## [THE PROBLEM]
Restate only the lines below that run from the one containing "Drop one marker on each instance of the green pixelated mask" through the one containing "[[241, 221]]". Swap "pixelated" for "blocky" and keep everything else identical.

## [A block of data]
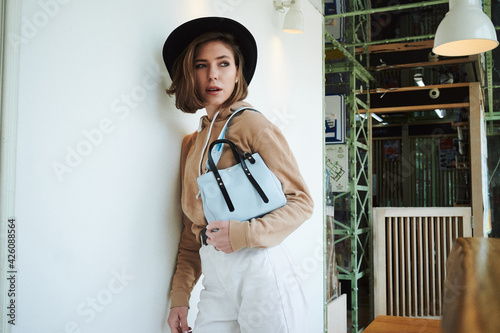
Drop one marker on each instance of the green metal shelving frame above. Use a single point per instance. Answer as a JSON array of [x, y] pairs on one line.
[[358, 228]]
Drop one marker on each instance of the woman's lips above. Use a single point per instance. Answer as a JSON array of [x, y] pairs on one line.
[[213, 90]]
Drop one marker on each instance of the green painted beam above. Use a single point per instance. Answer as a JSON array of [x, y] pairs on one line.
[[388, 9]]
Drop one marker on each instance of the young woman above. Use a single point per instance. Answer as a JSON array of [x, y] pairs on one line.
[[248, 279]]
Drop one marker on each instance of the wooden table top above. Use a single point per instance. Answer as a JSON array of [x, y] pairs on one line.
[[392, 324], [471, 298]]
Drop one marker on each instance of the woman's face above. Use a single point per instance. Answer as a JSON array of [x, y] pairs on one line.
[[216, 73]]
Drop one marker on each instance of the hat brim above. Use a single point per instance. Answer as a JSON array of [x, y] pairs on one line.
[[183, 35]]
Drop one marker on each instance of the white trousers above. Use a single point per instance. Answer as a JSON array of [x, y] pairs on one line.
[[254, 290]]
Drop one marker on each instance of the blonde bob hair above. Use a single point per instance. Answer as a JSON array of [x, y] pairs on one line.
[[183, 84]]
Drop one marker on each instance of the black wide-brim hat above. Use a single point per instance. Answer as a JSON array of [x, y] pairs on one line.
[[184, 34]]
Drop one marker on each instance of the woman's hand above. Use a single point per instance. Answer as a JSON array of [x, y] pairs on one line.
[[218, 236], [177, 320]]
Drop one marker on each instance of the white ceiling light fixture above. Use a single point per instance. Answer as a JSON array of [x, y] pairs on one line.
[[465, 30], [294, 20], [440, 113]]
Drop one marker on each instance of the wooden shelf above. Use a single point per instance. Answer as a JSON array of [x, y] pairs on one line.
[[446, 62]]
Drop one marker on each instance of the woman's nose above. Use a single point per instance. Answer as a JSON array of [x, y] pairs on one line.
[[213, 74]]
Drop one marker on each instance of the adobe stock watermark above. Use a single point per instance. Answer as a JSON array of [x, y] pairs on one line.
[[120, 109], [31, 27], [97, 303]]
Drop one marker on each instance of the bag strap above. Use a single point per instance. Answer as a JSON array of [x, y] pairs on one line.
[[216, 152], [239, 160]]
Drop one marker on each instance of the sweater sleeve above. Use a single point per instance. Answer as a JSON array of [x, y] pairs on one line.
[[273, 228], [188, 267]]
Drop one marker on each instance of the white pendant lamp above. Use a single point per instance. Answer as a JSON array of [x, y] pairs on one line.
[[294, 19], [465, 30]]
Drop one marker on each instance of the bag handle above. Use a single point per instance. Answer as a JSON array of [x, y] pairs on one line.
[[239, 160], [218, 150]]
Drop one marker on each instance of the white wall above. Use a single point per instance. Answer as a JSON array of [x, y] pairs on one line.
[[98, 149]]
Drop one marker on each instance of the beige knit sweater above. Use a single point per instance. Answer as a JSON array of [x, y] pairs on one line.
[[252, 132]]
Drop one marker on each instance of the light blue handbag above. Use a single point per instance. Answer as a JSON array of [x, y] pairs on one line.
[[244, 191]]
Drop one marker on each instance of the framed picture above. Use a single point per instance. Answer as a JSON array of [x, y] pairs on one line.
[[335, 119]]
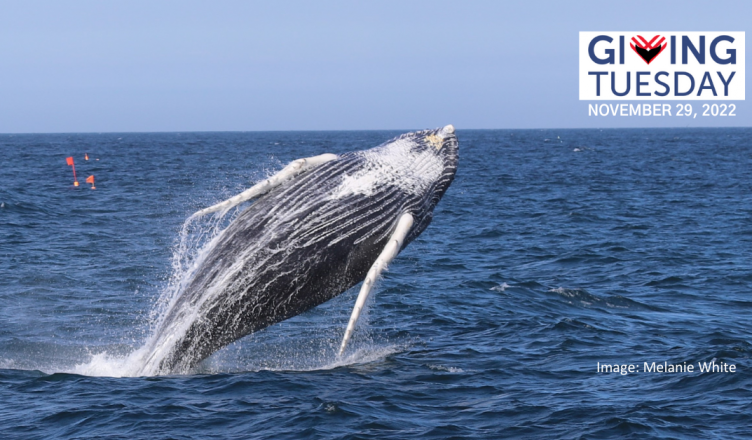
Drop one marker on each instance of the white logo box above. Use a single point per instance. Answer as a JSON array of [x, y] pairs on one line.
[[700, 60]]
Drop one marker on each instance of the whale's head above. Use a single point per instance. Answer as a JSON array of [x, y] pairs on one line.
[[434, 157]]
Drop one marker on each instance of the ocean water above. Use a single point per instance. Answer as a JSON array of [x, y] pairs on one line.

--

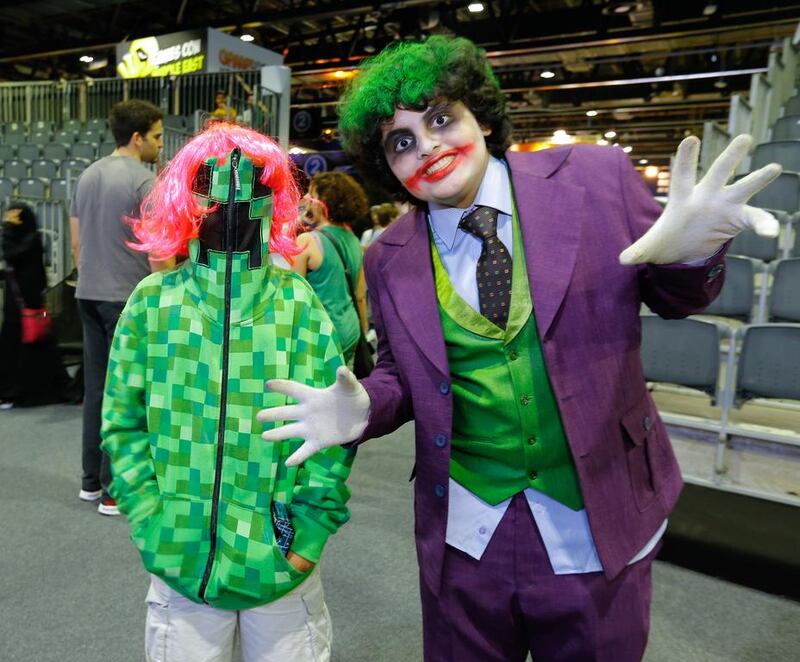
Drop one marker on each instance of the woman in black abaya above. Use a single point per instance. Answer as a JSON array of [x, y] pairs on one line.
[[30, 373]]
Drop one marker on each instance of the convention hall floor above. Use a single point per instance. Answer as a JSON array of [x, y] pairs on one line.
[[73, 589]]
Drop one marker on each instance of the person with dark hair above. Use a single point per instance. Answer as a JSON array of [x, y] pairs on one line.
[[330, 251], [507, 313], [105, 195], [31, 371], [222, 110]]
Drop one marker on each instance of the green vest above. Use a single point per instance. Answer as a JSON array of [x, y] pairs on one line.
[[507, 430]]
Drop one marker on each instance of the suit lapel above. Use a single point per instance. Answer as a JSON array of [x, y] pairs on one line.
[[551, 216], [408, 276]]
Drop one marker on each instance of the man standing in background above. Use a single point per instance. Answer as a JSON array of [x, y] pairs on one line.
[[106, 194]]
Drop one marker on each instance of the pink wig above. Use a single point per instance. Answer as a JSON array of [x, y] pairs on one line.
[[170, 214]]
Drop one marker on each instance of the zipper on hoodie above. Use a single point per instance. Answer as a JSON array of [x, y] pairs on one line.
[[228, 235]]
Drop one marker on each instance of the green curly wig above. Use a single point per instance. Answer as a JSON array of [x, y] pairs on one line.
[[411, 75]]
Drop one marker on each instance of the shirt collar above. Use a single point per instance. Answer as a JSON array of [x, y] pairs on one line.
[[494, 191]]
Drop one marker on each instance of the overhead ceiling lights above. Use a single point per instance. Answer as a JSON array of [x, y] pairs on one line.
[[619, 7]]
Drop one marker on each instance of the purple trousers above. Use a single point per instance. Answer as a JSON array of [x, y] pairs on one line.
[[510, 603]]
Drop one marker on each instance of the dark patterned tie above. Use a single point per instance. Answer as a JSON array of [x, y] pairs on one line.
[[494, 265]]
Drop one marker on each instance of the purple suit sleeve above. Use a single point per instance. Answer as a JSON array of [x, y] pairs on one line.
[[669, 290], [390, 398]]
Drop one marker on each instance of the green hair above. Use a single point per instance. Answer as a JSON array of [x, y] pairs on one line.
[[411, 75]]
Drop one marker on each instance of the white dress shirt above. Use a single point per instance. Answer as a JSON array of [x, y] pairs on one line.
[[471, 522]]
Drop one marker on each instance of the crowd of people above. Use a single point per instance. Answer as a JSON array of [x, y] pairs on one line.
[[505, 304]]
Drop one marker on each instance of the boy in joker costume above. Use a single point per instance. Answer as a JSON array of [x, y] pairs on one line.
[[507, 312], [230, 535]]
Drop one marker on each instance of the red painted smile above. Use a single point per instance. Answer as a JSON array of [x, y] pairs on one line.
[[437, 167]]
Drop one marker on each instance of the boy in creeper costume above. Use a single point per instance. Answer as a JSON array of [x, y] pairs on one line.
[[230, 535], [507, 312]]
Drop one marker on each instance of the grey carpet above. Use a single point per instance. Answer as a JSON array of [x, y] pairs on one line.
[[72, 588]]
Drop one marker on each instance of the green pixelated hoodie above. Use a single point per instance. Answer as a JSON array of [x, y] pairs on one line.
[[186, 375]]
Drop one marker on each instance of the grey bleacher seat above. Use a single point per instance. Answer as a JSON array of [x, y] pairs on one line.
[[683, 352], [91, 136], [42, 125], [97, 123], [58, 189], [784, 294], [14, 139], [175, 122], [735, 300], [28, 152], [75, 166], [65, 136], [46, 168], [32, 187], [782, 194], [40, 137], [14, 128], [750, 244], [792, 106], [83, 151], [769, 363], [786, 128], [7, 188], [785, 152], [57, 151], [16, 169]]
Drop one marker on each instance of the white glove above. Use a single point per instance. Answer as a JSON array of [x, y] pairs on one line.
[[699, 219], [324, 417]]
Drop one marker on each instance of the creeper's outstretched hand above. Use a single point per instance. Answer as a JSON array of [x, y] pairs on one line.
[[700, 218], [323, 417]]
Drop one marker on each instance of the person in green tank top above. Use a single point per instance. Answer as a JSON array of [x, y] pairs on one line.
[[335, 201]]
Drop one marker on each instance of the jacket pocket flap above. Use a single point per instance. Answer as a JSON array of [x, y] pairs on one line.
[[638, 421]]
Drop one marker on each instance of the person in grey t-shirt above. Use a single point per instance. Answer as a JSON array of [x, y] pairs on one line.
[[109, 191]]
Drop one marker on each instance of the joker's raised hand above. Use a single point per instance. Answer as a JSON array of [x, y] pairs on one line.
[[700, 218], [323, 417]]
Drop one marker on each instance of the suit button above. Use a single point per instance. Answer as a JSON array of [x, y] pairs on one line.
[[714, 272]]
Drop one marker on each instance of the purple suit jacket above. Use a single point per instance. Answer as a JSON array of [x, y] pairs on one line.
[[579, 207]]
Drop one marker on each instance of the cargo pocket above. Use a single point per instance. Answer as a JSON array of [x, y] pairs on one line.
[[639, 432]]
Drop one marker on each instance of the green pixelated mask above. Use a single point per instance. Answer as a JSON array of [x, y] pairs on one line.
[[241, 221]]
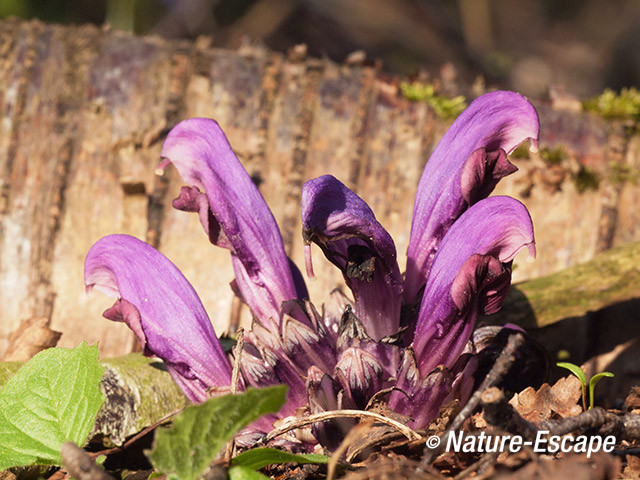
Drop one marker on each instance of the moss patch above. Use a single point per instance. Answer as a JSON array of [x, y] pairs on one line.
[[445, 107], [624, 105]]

## [EXERCISE ANSWER]
Drop one marker on each instance of the green blocky mask above. Use a single point per instance. Answer as a JSON array of [x, y] pairs on one line.
[[241, 221]]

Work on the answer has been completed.